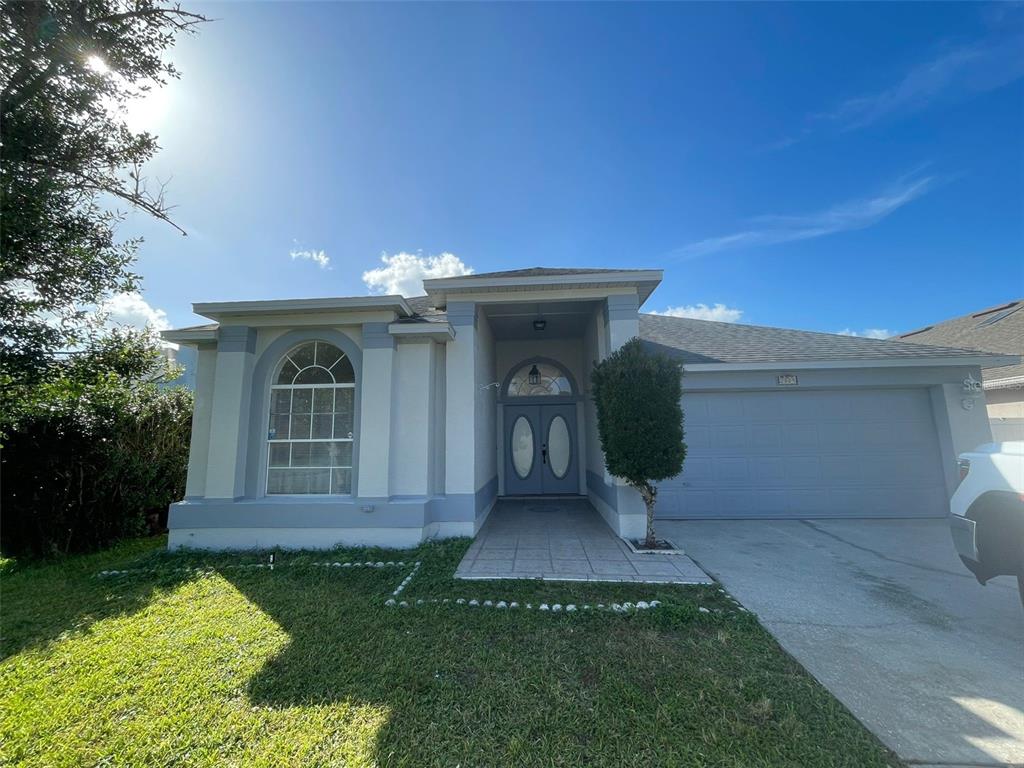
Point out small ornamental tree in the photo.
[591,338,686,549]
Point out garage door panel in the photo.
[712,458,751,483]
[709,424,748,454]
[751,424,783,454]
[750,456,785,487]
[785,456,823,486]
[657,389,946,518]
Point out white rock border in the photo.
[95,560,411,579]
[384,593,663,614]
[391,560,423,603]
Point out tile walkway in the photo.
[455,498,712,584]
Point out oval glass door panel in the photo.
[548,416,571,480]
[512,416,535,479]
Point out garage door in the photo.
[656,389,947,519]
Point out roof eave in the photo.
[160,328,217,346]
[683,355,1020,373]
[193,295,413,322]
[423,269,665,307]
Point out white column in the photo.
[605,293,646,539]
[185,344,217,499]
[444,302,476,495]
[607,293,640,352]
[356,323,394,499]
[206,326,256,499]
[391,339,436,496]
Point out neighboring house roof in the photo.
[894,299,1024,389]
[640,314,1007,367]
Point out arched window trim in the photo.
[498,357,581,402]
[263,339,358,498]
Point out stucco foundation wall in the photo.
[167,527,427,550]
[473,310,498,519]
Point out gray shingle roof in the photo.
[397,296,447,323]
[894,299,1024,382]
[640,314,999,364]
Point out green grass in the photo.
[0,540,897,768]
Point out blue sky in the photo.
[108,2,1024,333]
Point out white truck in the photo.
[949,442,1024,603]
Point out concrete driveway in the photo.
[658,520,1024,768]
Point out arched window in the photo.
[508,362,572,397]
[266,341,355,495]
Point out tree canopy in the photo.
[0,0,206,384]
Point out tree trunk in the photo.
[637,482,657,549]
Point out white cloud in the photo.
[653,304,743,323]
[838,328,895,339]
[816,36,1024,131]
[362,252,473,296]
[96,291,171,331]
[288,246,331,269]
[766,30,1024,152]
[673,175,935,258]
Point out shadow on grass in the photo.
[0,537,199,658]
[222,540,891,766]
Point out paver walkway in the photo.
[455,498,712,584]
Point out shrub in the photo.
[0,333,193,556]
[592,339,686,547]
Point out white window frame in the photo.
[263,339,357,499]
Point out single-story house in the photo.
[894,299,1024,441]
[164,268,1017,548]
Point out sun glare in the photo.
[85,53,111,75]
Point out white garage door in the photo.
[656,389,946,518]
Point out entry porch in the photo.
[456,497,712,584]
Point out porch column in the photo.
[444,301,476,495]
[355,323,394,499]
[185,344,217,499]
[604,293,646,539]
[391,339,436,496]
[606,293,640,352]
[206,326,256,499]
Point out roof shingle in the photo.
[640,314,1007,364]
[895,299,1024,383]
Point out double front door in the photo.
[504,402,580,496]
━━━━━━━━━━━━━━━━━━━━━━━━━━━━━━
> _Work to do_
Please repeat all of the records above, swapping "Point out" for "Find" everywhere and changing nothing else. Leave the pictures out.

> _Task response_
Find small ornamental tree in the photo.
[591,338,686,549]
Find garage door panel in the photo.
[712,458,751,483]
[709,424,748,454]
[751,424,783,454]
[750,456,785,487]
[785,456,823,486]
[657,389,946,518]
Find white rock border in the photo.
[95,560,411,579]
[384,593,663,614]
[391,560,423,603]
Find tile walkway in the photo.
[455,498,712,584]
Find oval glass door panel in the photo.
[548,416,571,480]
[512,416,535,479]
Find garage door in the photo.
[656,389,947,519]
Find roof eave in the photo.
[160,328,217,346]
[683,355,1020,373]
[193,295,413,322]
[423,269,665,307]
Find white column in the photo.
[605,293,646,539]
[185,344,217,499]
[444,302,476,495]
[607,293,640,352]
[356,323,394,499]
[206,326,256,499]
[391,339,436,496]
Find neighboring house roof in the photo.
[894,299,1024,389]
[640,314,1007,367]
Find arched window trim in the photo.
[498,357,581,402]
[263,339,358,498]
Find stucco foundation wall in the photo.
[167,527,427,550]
[473,310,498,519]
Find gray shingle roof in the photo.
[397,296,447,323]
[894,299,1024,382]
[640,314,999,364]
Find green grass in the photo.
[0,540,897,768]
Find blue sky in the photo.
[108,2,1024,333]
Find white truck in the photo.
[949,442,1024,603]
Find concrete driveway in the photo.
[658,520,1024,768]
Find arched window in the photo.
[508,362,572,397]
[266,341,355,495]
Find tree canopy in the photo.
[0,0,206,384]
Find tree trunk in the photo.
[637,482,657,549]
Find white cloud in the photo.
[653,304,743,323]
[838,328,895,339]
[816,36,1024,131]
[362,252,473,296]
[96,291,171,331]
[288,246,331,269]
[766,30,1024,152]
[673,175,935,258]
Find shadow on grass in the photo.
[0,537,199,658]
[222,540,891,766]
Find paver walkway in the photo.
[455,498,712,584]
Find shrub in the photo.
[0,333,193,556]
[592,339,686,547]
Find white window frame in the photo.
[263,339,357,499]
Find single-story house in the photo.
[894,299,1024,441]
[164,268,1017,548]
Find sun glare in the photo.
[85,53,111,75]
Find white garage door in the photo.
[656,389,946,518]
Find entry porch in the photo.
[456,497,712,584]
Find porch column in the photo.
[444,301,476,495]
[355,323,394,499]
[185,344,217,499]
[604,293,646,539]
[391,339,436,496]
[606,293,640,352]
[206,326,256,499]
Find roof shingle in the photo.
[640,314,1007,364]
[895,299,1024,383]
Find double front door in the photo.
[504,402,580,496]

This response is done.